* Requirement
Take the lines below between the one holding "# tag every instance of the oven" and the one holding "# tag every instance of the white closet", inclusive, and copy them exactly. Add nothing.

[Referring expression data]
--
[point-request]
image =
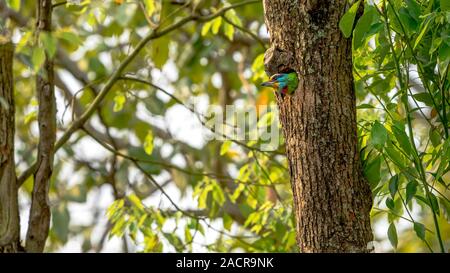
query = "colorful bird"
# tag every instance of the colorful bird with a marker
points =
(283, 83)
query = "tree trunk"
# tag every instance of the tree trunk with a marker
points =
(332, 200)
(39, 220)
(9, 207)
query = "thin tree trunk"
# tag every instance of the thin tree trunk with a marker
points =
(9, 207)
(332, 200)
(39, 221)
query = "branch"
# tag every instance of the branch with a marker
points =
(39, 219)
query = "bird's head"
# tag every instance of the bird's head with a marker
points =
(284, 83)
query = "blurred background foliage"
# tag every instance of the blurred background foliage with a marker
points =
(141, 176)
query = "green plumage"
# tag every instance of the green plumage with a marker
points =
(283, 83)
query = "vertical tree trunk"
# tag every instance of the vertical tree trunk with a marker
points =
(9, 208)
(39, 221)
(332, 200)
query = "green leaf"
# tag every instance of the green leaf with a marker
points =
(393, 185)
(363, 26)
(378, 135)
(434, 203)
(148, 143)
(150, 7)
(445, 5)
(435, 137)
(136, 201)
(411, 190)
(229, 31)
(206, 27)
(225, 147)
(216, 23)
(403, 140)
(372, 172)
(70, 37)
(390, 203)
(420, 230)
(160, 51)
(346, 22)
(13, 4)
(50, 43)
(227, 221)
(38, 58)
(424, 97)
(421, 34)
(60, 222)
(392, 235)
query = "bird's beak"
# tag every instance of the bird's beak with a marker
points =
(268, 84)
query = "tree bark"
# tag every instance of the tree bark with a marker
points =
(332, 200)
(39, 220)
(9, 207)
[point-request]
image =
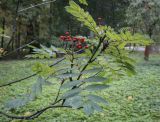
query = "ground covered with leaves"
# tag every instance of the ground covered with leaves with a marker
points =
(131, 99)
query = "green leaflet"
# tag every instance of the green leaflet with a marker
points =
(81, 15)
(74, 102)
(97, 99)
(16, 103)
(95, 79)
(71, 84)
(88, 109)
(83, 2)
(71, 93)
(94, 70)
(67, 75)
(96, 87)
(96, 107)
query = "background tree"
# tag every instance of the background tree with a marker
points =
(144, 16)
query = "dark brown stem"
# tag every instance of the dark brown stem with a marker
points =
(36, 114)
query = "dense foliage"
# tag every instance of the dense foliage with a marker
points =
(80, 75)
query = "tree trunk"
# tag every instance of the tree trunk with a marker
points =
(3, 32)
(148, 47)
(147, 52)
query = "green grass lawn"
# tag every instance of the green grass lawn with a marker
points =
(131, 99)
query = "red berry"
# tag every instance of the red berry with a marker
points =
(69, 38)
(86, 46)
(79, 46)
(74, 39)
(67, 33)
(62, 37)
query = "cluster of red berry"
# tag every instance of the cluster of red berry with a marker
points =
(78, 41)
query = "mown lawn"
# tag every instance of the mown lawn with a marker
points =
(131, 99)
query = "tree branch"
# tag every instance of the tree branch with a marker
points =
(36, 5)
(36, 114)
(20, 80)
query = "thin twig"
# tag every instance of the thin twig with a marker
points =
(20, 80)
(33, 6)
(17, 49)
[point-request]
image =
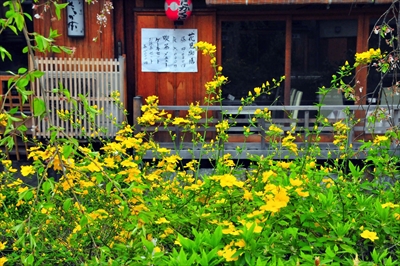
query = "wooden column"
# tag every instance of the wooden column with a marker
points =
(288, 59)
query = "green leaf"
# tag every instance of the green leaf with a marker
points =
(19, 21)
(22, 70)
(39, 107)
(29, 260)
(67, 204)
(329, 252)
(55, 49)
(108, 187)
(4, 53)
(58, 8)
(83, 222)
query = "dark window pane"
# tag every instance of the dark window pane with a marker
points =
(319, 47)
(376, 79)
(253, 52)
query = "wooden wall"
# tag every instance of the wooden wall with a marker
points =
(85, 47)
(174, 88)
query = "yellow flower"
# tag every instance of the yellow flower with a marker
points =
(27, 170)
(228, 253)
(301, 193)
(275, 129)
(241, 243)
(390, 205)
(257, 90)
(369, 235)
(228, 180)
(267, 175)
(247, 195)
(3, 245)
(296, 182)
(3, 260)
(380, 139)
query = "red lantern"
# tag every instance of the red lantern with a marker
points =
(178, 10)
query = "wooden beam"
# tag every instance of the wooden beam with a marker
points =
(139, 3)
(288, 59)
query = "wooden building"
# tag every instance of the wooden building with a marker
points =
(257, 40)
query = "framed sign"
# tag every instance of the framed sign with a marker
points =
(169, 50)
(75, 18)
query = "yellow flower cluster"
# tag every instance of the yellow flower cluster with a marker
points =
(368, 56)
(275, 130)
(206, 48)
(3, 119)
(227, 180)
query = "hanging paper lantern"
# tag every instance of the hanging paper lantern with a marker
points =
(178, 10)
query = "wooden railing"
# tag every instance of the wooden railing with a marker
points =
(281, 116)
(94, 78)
--
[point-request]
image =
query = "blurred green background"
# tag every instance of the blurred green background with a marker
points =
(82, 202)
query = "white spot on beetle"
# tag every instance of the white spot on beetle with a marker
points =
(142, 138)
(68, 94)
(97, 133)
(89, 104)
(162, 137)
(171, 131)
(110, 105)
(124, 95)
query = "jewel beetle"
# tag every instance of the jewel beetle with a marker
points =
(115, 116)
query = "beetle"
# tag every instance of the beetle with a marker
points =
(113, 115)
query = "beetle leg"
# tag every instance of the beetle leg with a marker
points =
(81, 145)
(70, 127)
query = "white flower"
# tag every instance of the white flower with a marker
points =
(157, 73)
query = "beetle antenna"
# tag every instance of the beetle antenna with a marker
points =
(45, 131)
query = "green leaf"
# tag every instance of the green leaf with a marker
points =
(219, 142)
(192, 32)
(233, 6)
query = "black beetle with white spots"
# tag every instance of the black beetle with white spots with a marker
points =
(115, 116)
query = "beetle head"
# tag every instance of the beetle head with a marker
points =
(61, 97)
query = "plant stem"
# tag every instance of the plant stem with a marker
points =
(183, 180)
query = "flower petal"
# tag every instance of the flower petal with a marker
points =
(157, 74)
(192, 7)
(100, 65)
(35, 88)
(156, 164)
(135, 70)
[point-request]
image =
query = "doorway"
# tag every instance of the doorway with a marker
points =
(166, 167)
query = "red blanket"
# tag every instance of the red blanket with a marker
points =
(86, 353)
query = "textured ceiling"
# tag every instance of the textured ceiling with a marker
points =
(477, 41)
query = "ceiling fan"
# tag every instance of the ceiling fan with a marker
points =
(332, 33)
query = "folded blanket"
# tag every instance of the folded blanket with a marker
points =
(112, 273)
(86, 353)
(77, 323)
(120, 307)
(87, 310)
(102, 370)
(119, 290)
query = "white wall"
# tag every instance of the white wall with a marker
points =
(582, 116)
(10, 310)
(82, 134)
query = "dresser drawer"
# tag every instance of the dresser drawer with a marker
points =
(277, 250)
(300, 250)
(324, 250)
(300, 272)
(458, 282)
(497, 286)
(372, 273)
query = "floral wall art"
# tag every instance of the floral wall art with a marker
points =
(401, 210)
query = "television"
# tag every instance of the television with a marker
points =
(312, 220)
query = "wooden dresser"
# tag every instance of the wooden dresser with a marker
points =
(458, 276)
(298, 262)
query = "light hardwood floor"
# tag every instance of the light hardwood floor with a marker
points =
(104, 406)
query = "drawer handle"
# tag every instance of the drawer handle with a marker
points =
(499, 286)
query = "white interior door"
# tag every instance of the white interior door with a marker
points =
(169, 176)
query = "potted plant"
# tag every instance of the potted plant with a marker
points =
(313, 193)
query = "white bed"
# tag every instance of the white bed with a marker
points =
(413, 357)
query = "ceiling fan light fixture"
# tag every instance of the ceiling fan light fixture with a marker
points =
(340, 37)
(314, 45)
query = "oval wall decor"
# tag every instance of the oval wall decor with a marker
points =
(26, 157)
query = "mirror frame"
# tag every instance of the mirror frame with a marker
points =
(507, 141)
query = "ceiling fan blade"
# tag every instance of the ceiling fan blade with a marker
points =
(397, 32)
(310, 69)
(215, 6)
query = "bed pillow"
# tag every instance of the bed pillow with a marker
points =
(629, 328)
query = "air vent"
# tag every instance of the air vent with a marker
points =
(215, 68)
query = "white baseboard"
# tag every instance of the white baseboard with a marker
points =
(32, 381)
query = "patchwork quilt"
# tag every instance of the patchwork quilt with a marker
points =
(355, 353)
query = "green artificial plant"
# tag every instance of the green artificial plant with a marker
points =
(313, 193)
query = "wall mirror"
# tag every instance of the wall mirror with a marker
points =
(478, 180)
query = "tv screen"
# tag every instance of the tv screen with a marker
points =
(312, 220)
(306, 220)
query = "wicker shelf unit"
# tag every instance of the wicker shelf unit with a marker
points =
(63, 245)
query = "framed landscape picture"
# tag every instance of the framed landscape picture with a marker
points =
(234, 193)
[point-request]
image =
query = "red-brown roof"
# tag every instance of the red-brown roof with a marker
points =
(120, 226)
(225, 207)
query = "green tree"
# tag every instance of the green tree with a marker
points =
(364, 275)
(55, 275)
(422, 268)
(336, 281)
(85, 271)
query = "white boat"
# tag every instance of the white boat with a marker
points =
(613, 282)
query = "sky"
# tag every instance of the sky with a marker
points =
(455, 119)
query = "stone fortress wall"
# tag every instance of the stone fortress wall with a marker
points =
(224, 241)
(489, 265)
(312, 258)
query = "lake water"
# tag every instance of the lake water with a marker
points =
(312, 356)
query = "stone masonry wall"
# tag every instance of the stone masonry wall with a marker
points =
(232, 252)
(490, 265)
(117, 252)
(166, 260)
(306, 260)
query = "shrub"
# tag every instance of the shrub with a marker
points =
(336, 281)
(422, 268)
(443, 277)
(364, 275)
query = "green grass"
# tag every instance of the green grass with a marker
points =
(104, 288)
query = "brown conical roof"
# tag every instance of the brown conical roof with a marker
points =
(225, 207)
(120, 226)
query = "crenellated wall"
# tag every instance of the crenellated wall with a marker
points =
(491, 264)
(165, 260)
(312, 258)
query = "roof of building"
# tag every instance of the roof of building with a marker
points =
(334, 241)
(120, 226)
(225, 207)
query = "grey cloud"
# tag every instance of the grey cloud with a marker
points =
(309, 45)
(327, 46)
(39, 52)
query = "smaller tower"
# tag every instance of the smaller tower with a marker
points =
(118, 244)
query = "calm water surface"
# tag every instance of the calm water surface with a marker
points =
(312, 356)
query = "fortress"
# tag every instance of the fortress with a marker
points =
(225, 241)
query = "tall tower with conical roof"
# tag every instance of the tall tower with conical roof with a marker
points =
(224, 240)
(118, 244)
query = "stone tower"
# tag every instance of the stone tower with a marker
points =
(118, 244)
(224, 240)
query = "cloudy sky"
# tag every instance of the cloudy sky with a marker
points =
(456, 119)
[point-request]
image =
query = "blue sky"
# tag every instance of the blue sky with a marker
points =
--
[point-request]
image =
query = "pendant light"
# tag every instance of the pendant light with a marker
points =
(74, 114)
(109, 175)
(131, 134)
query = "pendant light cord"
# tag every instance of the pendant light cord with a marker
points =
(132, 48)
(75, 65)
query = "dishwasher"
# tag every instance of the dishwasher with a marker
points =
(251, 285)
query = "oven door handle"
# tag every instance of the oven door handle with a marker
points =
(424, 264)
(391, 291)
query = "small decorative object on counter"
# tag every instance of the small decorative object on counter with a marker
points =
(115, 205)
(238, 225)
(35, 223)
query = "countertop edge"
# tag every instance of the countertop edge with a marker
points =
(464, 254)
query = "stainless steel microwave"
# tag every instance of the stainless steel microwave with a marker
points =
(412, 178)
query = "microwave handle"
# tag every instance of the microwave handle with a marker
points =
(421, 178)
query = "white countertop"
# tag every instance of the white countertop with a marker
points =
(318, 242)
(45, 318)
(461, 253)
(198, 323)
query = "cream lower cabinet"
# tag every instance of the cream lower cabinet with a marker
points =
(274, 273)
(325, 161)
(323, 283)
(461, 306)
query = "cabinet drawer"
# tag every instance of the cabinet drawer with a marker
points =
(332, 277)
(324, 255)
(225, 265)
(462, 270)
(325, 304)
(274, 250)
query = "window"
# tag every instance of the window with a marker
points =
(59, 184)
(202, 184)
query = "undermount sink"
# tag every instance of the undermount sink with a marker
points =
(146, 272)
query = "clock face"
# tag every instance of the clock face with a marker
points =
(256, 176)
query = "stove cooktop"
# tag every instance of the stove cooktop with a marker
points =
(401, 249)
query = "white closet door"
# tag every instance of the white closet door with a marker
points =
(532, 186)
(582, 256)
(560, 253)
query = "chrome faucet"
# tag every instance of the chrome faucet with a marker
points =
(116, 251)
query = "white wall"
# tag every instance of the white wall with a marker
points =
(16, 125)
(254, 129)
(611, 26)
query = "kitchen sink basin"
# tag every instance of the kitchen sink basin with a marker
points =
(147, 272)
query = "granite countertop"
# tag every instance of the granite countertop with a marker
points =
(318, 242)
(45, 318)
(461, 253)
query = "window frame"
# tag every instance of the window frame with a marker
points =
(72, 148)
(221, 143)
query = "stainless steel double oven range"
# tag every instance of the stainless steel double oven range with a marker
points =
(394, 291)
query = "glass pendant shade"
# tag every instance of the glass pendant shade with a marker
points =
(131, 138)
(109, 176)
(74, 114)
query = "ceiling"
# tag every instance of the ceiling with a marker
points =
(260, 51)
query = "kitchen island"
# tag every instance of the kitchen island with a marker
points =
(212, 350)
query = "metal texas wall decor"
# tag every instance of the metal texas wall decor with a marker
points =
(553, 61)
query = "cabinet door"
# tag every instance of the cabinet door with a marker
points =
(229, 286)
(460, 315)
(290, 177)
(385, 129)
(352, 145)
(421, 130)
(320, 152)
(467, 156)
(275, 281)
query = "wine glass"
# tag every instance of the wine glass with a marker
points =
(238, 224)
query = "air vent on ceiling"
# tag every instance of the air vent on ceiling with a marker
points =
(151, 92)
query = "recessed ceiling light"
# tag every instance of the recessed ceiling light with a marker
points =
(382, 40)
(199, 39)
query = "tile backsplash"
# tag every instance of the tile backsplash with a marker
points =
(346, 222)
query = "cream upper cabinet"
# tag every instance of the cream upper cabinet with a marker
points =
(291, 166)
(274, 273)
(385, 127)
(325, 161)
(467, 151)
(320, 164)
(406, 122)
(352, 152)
--
* Answer to the exercise
# tag every instance of the oven door handle with a marker
points =
(424, 264)
(391, 291)
query = "small decorative object on counter"
# tag every instance of the small decorative object on counter with a marker
points =
(115, 205)
(238, 225)
(35, 223)
query = "countertop edge"
# tag every instance of the countertop edge with a marker
points =
(464, 254)
query = "stainless steel microwave"
# tag every instance of the stainless steel microwave with a marker
points =
(412, 178)
query = "microwave handle"
# tag every instance of the microwave handle with a marker
points =
(421, 178)
query = "white countertop"
# tag every instance of the white countertop with a marker
points =
(318, 242)
(45, 318)
(461, 253)
(198, 323)
query = "cream lower cabinet"
# tag every instance of the cream lower cabinet with a marker
points =
(274, 273)
(325, 161)
(323, 283)
(461, 306)
query = "cabinet drawer"
# tag every instance of the cabinet drawer with a marker
points =
(332, 277)
(324, 255)
(225, 265)
(462, 270)
(325, 304)
(274, 250)
query = "window"
# tag every instance of the window with a marker
points =
(59, 184)
(202, 184)
query = "undermount sink"
# tag every instance of the undermount sink with a marker
points =
(146, 272)
query = "clock face"
# tag every instance of the clock face with a marker
points =
(256, 176)
query = "stove cooktop"
# tag every instance of the stove cooktop with a marker
points =
(401, 249)
query = "white closet door"
# tag every instance of the white closet door with a marker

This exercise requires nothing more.